Collected data entries:
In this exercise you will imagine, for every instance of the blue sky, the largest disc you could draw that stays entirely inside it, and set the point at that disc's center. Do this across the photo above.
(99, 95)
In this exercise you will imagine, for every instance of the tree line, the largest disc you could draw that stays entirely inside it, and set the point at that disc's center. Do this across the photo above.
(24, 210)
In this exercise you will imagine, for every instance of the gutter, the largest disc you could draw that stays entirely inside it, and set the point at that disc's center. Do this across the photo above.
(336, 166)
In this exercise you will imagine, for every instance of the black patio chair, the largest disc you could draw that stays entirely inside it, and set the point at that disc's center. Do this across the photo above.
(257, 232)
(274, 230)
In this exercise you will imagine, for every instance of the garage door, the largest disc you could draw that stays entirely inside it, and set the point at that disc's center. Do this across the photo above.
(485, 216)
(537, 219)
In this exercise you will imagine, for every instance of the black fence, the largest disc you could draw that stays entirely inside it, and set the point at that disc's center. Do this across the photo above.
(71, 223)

#### What you have to do:
Reproduce each record exactly as it appears.

#### Solution for this task:
In this exercise you will imagine, for every instance of the blue sky, the largest disc you could draw that stays entirely inside it, and set the point at that disc's center. Do this across the photo above.
(99, 95)
In this exercise you will imagine, for every instance of the tree line, the largest disc you could draw that stays entirely inside it, and set the point at that disc's center. Do this across the photo above.
(24, 210)
In this exercise you will imagine, for every instance of the gutter, the largest disc you could draw that stays entirely inside it, and set the point at that disc's center. Do this across the photo above.
(336, 166)
In this exercise you will imagine, for every instance of the black patio chair, the largest disc you could draw that stays entirely inside it, and set the point at that disc's center. Do this across the photo above.
(257, 232)
(274, 230)
In this exercise you will imagine, for every instance of the garage door, the largest disc you could draw that stays entirely inside it, and set the point at that disc's center. Do this across the photo above.
(485, 216)
(537, 219)
In this exercise you will imagine, for every instance of the black fence, the largest disc you could draw that stays entirely inside it, and set the point at that disc's center. Do this across the photo above.
(71, 223)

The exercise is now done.